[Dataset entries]
--- begin ---

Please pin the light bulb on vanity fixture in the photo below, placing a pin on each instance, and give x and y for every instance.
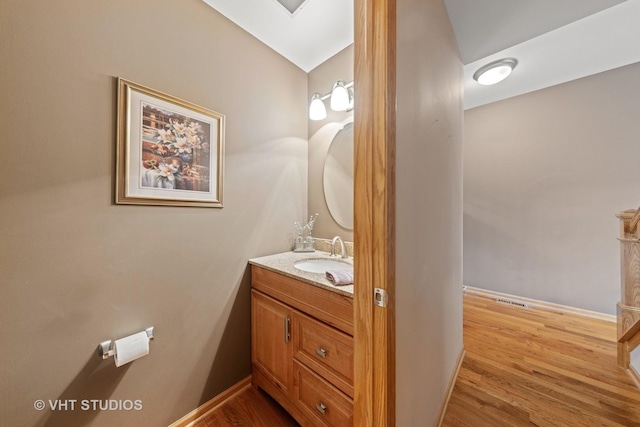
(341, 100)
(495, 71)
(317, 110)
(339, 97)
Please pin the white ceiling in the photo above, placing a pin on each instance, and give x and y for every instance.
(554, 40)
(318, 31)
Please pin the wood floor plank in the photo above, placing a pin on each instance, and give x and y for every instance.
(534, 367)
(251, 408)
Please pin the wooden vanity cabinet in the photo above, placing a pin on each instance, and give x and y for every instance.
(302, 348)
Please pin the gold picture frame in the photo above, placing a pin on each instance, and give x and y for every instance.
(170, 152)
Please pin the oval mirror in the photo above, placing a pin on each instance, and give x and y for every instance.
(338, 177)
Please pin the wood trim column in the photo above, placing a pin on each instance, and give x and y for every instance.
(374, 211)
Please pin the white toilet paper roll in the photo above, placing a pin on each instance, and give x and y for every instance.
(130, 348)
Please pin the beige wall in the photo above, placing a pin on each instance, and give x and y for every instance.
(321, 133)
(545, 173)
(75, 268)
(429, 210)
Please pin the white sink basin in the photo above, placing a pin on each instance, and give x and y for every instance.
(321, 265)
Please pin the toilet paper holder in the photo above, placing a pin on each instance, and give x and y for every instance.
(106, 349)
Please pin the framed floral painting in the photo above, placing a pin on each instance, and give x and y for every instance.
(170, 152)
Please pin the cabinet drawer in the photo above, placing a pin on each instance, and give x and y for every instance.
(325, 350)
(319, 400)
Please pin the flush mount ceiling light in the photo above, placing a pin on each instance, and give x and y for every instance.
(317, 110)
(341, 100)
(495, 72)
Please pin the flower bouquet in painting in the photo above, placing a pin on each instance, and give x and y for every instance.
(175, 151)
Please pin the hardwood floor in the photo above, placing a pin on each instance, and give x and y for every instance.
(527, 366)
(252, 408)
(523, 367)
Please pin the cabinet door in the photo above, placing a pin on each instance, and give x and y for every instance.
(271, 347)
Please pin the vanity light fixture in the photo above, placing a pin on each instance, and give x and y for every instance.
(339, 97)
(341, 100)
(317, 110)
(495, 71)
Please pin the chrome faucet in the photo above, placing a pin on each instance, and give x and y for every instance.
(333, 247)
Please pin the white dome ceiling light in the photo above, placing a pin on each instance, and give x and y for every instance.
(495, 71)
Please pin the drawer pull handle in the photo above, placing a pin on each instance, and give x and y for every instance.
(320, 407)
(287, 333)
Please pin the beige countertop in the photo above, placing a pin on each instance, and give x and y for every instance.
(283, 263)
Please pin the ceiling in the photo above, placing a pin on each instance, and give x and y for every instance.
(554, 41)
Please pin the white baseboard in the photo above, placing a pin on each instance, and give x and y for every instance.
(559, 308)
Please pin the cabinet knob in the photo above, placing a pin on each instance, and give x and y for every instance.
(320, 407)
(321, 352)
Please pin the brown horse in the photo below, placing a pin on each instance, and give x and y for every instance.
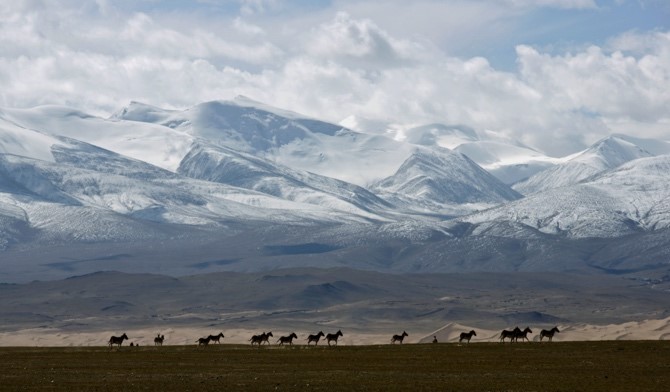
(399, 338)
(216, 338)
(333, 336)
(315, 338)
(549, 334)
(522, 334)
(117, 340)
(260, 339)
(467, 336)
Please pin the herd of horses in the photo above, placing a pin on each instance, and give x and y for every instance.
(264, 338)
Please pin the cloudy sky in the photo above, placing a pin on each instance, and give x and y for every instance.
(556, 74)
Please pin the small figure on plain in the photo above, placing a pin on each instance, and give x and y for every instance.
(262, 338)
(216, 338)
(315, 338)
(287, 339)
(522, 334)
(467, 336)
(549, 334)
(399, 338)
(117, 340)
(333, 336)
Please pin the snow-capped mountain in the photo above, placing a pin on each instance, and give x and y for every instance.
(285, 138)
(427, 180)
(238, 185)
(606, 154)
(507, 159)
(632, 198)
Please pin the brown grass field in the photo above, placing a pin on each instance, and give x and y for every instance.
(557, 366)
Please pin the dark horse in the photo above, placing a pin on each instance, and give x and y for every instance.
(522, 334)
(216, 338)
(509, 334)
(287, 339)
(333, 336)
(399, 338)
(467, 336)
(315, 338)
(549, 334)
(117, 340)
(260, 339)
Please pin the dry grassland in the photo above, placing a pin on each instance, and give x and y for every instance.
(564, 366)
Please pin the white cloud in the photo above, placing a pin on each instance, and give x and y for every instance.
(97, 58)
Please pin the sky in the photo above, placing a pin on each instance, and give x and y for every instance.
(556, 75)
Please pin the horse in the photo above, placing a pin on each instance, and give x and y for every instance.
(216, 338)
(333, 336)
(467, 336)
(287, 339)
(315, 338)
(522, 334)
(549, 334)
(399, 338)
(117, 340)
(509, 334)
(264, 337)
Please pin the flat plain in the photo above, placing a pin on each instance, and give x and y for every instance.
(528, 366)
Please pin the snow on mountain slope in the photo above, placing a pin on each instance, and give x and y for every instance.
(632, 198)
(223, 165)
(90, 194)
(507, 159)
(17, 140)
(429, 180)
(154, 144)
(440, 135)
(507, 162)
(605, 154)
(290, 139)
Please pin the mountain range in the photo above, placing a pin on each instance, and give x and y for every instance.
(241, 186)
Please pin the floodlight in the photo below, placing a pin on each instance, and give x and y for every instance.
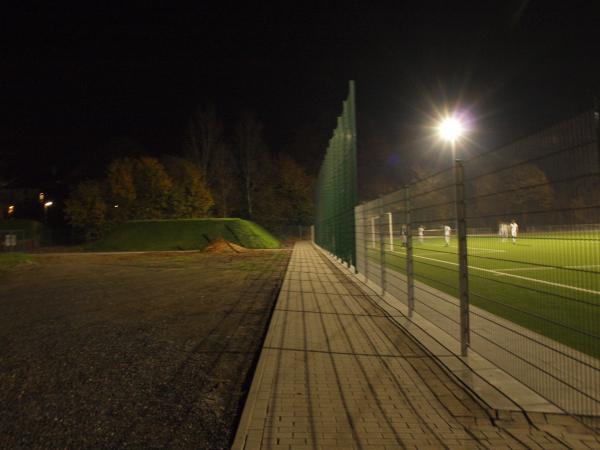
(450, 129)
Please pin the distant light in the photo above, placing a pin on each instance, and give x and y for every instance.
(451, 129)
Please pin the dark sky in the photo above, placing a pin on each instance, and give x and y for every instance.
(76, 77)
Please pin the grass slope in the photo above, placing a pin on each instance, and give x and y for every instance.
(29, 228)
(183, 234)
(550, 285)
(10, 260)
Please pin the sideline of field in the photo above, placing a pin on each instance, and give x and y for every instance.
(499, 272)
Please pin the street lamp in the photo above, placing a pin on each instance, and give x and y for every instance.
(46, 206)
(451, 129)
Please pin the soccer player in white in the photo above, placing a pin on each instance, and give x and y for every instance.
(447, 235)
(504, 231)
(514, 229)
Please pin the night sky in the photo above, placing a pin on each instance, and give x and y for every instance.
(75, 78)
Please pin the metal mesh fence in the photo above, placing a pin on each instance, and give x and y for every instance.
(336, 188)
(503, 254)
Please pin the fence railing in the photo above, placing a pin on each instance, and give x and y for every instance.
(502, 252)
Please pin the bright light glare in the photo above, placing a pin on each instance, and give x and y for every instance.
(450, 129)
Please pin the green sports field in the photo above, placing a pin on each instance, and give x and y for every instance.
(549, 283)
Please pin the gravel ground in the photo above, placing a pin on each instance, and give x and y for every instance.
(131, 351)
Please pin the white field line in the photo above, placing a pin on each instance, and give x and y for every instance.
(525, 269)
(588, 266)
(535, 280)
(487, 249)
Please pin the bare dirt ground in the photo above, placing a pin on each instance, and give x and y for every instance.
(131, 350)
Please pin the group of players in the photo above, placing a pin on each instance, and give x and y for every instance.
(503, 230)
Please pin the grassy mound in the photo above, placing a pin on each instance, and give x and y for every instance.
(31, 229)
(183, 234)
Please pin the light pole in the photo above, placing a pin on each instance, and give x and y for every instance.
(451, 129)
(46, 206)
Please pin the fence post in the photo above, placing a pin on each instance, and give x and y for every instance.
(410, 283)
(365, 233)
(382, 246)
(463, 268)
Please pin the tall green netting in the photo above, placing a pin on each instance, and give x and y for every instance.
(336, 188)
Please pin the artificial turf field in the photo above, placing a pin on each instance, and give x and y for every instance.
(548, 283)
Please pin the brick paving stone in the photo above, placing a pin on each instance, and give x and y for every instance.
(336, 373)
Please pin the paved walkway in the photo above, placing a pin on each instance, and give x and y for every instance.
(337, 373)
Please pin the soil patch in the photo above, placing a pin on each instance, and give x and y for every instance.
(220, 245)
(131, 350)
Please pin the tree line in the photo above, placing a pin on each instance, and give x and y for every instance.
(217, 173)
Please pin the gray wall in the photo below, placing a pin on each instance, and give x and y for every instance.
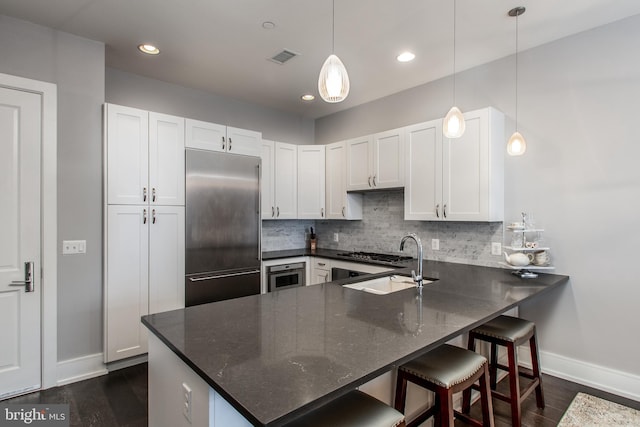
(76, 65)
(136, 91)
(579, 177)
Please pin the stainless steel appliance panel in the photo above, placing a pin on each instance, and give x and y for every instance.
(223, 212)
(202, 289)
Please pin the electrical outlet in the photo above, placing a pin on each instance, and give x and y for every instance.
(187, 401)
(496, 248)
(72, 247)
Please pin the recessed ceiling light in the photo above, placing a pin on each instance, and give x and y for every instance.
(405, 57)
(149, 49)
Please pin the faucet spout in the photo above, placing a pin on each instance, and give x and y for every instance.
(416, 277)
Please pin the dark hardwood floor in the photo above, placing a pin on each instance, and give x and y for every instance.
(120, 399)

--- end ---
--- begin ---

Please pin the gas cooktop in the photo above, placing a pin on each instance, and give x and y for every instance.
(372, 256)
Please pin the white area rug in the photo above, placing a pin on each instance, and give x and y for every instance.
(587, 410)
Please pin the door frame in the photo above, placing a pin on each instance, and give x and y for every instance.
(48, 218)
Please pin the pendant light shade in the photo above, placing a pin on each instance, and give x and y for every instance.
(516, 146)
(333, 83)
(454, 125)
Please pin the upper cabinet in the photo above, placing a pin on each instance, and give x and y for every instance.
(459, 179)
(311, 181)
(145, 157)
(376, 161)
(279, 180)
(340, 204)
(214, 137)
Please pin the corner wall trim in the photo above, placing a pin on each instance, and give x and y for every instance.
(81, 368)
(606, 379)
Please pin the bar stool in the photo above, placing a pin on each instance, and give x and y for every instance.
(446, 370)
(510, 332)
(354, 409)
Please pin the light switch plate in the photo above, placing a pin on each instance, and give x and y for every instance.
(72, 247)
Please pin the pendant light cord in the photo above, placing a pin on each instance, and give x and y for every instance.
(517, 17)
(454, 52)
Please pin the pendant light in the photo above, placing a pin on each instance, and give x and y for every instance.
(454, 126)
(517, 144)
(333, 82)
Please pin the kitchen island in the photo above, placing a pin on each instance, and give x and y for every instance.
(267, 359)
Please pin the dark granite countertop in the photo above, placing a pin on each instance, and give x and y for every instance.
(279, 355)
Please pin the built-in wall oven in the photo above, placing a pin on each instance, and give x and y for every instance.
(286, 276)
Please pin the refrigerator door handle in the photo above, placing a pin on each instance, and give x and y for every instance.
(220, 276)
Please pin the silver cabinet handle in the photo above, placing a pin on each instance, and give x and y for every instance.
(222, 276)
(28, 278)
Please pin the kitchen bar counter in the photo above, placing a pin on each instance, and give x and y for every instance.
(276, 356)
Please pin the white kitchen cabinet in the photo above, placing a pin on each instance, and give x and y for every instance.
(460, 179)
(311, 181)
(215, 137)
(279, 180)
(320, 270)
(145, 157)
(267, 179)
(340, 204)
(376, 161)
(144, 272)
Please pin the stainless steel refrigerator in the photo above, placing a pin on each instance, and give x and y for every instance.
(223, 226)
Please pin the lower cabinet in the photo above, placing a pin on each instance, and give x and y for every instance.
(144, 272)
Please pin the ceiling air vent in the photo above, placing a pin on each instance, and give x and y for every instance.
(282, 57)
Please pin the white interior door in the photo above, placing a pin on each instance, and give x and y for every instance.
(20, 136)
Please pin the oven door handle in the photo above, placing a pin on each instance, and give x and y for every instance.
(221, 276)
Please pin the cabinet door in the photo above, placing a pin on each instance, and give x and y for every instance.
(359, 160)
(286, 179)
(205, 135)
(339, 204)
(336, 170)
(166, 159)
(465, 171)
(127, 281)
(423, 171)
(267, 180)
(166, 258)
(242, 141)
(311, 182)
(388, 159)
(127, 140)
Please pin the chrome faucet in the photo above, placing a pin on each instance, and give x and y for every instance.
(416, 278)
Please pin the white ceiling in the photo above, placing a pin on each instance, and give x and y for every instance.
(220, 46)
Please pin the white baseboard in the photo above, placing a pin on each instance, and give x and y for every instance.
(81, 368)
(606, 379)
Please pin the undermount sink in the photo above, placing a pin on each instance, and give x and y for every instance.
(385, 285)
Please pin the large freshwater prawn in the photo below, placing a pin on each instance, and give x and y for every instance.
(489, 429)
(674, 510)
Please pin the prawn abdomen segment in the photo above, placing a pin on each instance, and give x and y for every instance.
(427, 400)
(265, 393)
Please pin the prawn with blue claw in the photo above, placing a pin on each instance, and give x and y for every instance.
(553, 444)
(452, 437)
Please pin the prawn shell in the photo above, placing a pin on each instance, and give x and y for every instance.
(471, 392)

--- end ---
--- begin ---

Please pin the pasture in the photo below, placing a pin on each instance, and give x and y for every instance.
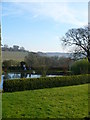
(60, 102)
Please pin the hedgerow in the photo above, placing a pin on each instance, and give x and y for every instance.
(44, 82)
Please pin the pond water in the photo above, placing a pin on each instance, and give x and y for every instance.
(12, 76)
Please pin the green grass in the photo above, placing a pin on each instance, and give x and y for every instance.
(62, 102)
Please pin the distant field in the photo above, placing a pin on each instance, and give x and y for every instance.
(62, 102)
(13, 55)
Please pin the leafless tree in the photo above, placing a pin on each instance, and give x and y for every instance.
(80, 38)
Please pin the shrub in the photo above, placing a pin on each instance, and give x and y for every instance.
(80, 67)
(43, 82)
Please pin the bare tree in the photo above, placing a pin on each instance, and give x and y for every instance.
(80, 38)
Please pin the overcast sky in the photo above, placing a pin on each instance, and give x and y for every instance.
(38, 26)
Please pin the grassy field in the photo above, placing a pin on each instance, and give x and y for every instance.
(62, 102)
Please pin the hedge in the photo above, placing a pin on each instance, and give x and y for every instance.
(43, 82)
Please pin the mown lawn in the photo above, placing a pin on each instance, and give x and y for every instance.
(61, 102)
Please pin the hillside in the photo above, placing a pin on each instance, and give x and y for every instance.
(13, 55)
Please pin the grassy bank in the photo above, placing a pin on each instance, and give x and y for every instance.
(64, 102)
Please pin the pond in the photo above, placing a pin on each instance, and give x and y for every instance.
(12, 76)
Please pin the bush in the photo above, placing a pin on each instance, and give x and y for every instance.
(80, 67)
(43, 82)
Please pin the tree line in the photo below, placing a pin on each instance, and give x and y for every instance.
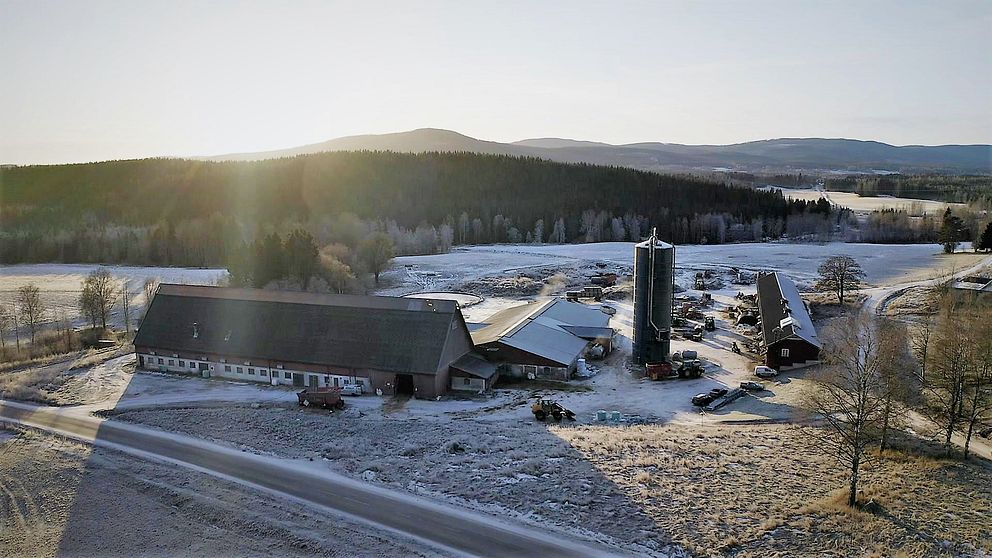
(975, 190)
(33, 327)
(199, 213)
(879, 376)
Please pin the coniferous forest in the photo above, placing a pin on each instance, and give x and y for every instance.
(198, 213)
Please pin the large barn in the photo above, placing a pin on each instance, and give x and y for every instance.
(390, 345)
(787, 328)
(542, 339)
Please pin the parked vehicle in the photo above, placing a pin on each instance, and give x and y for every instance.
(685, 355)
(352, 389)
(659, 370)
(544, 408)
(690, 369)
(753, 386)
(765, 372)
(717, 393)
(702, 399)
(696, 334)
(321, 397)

--- end ---

Task objective: Count the lines in the material above that contain the word "stainless", and give only the number.

Completed exercise: 2